## START Listing

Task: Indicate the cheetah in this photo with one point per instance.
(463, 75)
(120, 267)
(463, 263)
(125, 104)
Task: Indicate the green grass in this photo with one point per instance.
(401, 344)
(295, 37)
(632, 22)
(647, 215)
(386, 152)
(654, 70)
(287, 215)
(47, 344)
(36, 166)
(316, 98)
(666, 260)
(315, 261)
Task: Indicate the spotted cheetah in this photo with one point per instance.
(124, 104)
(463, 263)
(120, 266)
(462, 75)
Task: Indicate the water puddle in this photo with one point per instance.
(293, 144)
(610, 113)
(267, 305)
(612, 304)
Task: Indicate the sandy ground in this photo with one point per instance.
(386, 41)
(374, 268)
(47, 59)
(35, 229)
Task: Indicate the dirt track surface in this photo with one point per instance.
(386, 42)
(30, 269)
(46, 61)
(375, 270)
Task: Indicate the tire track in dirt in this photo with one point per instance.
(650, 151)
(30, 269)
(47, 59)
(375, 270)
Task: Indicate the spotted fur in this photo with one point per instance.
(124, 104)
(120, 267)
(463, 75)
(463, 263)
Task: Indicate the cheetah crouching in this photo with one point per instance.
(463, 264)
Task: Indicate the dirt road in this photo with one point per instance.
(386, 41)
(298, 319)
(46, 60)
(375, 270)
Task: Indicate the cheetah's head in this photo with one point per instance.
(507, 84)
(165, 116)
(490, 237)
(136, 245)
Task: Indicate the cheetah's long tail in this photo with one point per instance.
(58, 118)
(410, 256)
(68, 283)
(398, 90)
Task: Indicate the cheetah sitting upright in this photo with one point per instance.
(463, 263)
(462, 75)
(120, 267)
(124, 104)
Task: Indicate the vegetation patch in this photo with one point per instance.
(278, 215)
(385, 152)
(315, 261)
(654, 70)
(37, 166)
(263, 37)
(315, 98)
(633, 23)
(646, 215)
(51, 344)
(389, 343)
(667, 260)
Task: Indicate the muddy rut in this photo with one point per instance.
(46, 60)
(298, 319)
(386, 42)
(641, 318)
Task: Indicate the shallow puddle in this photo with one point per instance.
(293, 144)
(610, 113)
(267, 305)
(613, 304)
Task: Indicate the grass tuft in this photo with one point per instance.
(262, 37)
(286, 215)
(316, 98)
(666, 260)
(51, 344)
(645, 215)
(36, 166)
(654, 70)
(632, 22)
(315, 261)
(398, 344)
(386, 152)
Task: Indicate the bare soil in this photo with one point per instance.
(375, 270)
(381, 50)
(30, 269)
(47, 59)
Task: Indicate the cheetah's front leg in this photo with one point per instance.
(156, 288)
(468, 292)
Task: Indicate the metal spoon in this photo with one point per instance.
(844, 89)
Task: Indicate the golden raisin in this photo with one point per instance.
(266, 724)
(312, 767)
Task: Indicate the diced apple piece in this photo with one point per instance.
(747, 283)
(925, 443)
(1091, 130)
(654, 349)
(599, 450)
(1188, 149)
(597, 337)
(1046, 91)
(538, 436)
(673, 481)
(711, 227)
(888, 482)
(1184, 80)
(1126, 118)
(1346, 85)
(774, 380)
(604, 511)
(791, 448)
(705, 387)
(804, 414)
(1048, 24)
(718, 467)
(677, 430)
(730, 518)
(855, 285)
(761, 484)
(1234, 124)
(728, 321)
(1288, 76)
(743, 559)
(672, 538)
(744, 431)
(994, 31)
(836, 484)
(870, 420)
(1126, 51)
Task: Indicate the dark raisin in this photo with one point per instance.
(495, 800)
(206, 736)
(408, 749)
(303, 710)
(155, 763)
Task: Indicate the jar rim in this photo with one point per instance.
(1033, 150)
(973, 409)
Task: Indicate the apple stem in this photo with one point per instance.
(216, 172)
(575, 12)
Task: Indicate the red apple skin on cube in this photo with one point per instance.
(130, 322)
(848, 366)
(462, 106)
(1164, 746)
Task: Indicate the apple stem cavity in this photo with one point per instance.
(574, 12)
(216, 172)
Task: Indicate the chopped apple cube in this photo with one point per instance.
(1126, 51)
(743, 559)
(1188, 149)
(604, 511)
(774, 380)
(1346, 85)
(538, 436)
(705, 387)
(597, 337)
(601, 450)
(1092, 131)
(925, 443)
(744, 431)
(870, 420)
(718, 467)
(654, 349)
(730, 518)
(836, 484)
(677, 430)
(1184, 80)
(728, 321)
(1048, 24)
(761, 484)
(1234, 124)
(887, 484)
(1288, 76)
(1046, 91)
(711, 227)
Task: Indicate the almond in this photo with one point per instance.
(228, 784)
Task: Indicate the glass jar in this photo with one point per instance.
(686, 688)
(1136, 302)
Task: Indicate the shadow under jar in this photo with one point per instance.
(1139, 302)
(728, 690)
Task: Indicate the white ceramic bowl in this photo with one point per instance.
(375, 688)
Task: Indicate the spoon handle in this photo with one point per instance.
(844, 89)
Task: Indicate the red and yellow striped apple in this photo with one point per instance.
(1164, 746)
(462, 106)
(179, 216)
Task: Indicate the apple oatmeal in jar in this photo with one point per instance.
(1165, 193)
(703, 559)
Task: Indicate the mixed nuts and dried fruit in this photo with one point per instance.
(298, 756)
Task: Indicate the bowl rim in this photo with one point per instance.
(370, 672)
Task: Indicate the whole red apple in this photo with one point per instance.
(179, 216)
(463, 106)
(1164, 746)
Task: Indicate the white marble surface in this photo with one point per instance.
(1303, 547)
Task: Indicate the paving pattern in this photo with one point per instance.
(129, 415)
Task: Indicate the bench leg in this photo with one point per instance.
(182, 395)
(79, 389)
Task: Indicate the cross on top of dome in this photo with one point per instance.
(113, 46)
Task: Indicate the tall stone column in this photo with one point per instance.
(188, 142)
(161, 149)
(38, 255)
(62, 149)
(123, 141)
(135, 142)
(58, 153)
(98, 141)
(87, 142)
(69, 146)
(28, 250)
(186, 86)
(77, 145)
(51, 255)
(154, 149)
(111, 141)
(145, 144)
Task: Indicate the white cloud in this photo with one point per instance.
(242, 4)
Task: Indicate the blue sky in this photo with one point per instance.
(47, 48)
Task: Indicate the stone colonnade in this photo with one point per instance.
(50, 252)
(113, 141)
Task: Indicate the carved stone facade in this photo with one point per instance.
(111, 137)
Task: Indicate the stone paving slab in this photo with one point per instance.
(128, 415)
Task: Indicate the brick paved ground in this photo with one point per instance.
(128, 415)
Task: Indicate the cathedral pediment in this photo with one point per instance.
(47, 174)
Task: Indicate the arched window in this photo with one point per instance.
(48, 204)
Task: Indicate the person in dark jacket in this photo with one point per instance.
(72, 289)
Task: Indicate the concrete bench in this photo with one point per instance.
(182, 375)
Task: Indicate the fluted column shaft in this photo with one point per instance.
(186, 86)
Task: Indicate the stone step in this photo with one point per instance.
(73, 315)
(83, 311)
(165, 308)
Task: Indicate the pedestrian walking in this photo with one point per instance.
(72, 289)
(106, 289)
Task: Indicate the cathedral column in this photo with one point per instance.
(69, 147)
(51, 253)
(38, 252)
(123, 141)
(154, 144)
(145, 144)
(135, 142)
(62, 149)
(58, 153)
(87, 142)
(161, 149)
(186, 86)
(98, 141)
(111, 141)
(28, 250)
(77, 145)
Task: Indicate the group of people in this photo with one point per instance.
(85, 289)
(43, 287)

## END Listing

Format every one of the records above as a two-column CSV with the header text,answer and one row per record. Put each record's text and its answer in a single quoted field apiece, replacing any line breaks with spaces.

The completed task
text,answer
"Task: Indicate the cheetah in this photo with one point per instance.","(463, 75) (120, 267) (463, 263) (125, 104)"
"Task: Indicate the green grass in this photo with one point per instance.","(401, 344) (295, 37) (632, 22) (647, 215) (386, 152) (654, 70) (287, 215) (47, 344) (36, 166) (316, 98) (666, 260) (315, 261)"
"Task: Indicate the spotted cheetah in this photo with one point per instance.","(124, 104) (463, 263) (120, 266) (462, 75)"
"Task: Indicate the water puddle in this photo with one point per instance.","(293, 144) (610, 113) (267, 305) (612, 304)"
"Task: Indicate the sandy ground in this photo with one point per instance.","(386, 41) (374, 268) (47, 59) (35, 229)"
"Task: Indicate the dirt track surface in this photo with one point per instance.","(386, 42) (30, 269) (46, 61) (375, 270)"
"Task: Indicate the tire track in dirt in this photo with one point per instance.","(650, 151) (30, 269) (47, 59) (375, 270)"
"Task: Indicate the spotted fur in this photo with one point per instance.","(124, 104) (120, 267) (463, 75) (463, 263)"
"Task: Indicate the cheetah crouching in this photo with one point per instance.","(463, 264)"
"Task: Indicate the dirt road in this photo with one point per instance.","(386, 41) (298, 319) (46, 60) (375, 270)"
"Task: Indicate the cheetah's head in this photo with one point per instance.","(507, 84) (165, 116) (490, 237) (136, 245)"
"Task: Indicate the cheetah's long tail in this photo with one point per instance.","(58, 118) (410, 256) (68, 283) (398, 90)"
"Task: Indicate the cheetah sitting upright in this photo with one point per instance.","(463, 263) (462, 75) (120, 267) (124, 104)"
"Task: Indicate the vegetation patch in this photo with one point per instance.","(278, 215) (385, 152) (315, 261) (654, 70) (37, 166) (263, 37) (315, 98) (633, 23) (646, 215) (51, 344) (389, 343) (667, 260)"
"Task: Indicate the muddy rut in this photo with one point per instance.","(46, 60) (298, 319) (386, 42) (641, 318)"
"Task: Indicate the shallow puddle in this photo with one point per instance.","(293, 144) (610, 113) (267, 305) (613, 304)"
"Task: Indicate the grass tuft in this photo with one point per instance.","(262, 37) (286, 215) (316, 98) (666, 260) (51, 344) (645, 215) (36, 166) (654, 70) (632, 22) (315, 261) (398, 344) (386, 152)"
"Task: Indicate the bare soil in this photo with one point per instance.","(375, 270) (381, 50) (30, 269) (47, 59)"
"Task: Indicate the cheetah's front leg in this photo with one point per instance.","(156, 288) (468, 292)"
"Task: Indicate the metal spoon in this photo with one point per instance.","(844, 89)"
"Task: Indicate the golden raisin in this photo with one point per instance.","(266, 724) (312, 767)"
"Task: Indicate the diced apple piece in this photo with one point per instance.","(747, 283) (925, 443) (1091, 130) (654, 349) (599, 450) (1188, 149) (597, 337) (1046, 91) (538, 436) (673, 481) (711, 227) (888, 482) (1184, 80) (1126, 118) (1346, 85) (774, 380) (604, 511) (791, 448) (705, 387) (804, 414) (1048, 24) (718, 467) (677, 430) (730, 518) (855, 285) (761, 484) (1234, 124) (728, 321) (1288, 76) (743, 559) (672, 538) (744, 431) (994, 31) (836, 484) (870, 420) (1126, 51)"
"Task: Indicate the dark raisin in this photo with one point per instance.","(495, 800) (206, 736) (408, 749) (303, 710) (155, 763)"
"Task: Indicate the jar rim in this photo with one point per instance.","(1033, 150) (973, 409)"
"Task: Indicate the apple stem in this photo with one point per instance.","(216, 172) (575, 12)"
"Task: Indicate the red apple skin on cube in this photo with one point per instance.","(130, 322) (848, 366) (462, 106) (1164, 746)"
"Task: Indicate the apple stem cavity in this photo with one point per instance.","(574, 12) (216, 172)"
"Task: Indicate the chopped apple cube in this photo with one point per instance.","(1126, 51) (743, 559) (1188, 149) (604, 511) (774, 380) (1346, 85) (538, 436) (705, 387) (597, 337) (601, 450) (1092, 131) (925, 443) (744, 431) (870, 420) (718, 467) (654, 349) (730, 518) (836, 484) (677, 430) (1184, 80) (728, 321) (1048, 24) (761, 484) (1234, 124) (887, 484) (1288, 76) (1046, 91) (711, 227)"
"Task: Indicate the almond in this photo with one point per instance.","(228, 784)"
"Task: Indicate the glass jar in this photo with one point per instance.","(686, 688) (1136, 302)"
"Task: Indicate the shadow under jar in this photo with one point per instance.","(1139, 302) (728, 690)"
"Task: Indicate the white ceramic bowl in this photo with one point per instance.","(375, 688)"
"Task: Indicate the spoon handle in this photo with one point per instance.","(844, 89)"
"Task: Indicate the red and yellow striped apple in this photo with one point per instance.","(1164, 746) (462, 106) (179, 216)"
"Task: Indicate the apple oatmeal in jar in this photo with one point per instance.","(1165, 193) (703, 559)"
"Task: Indicate the mixed nuts and dried fruit in this photo with one point per instance.","(298, 756)"
"Task: Indicate the bowl rim in this photo with one point per instance.","(370, 672)"
"Task: Indicate the whole red apple in this photo with one point per instance.","(179, 216) (463, 106) (1164, 746)"
"Task: Indicate the white marble surface in this photo with one point per instance.","(1303, 547)"
"Task: Indicate the paving pattern in this photo with one point per instance.","(129, 415)"
"Task: Indicate the bench leg in this photo with one point per instance.","(182, 395) (79, 389)"
"Task: Indicate the cross on top of dome in this photo with one point per instance.","(113, 46)"
"Task: Indicate the tall stone column in this photo with one point per instance.","(188, 142) (161, 149) (38, 255) (62, 149) (123, 141) (135, 142) (58, 153) (98, 141) (87, 142) (69, 146) (28, 250) (186, 86) (77, 145) (51, 255) (154, 149) (111, 141) (145, 144)"
"Task: Indicate the white cloud in this photo with one point per instance.","(242, 4)"
"Task: Indicate the blue sky in this photo with one point per instance.","(47, 48)"
"Task: Indicate the stone colonnade in this photo with one point per instance.","(50, 252) (113, 141)"
"Task: Indicate the carved stone facade in this photo with one point per instance.","(111, 137)"
"Task: Indicate the stone paving slab in this photo with one point per instance.","(128, 415)"
"Task: Indicate the brick paved ground in this photo with one point per instance.","(128, 415)"
"Task: Indicate the cathedral pediment in this photo with one point per instance.","(47, 174)"
"Task: Indicate the arched window in this photo with one point per instance.","(48, 204)"
"Task: Indicate the person in dark jacket in this photo with one point per instance.","(72, 289)"
"Task: Indicate the concrete bench in this photo with one point per instance.","(182, 375)"
"Task: Indicate the fluted column shaft in this photo with one point per instance.","(186, 86)"
"Task: Indicate the stone step in this photo with one point per instance.","(73, 315) (83, 311) (165, 308)"
"Task: Indicate the pedestrian walking in this photo with one point per instance.","(72, 289) (106, 289)"
"Task: Indicate the cathedral column in this photo with one point per instance.","(69, 147) (51, 253) (38, 252) (123, 141) (154, 144) (145, 144) (135, 142) (62, 149) (58, 153) (87, 142) (161, 149) (186, 86) (98, 141) (111, 141) (28, 250) (77, 145)"
"Task: Indicate the group of people in this photo with one point per instance.","(85, 289) (43, 287)"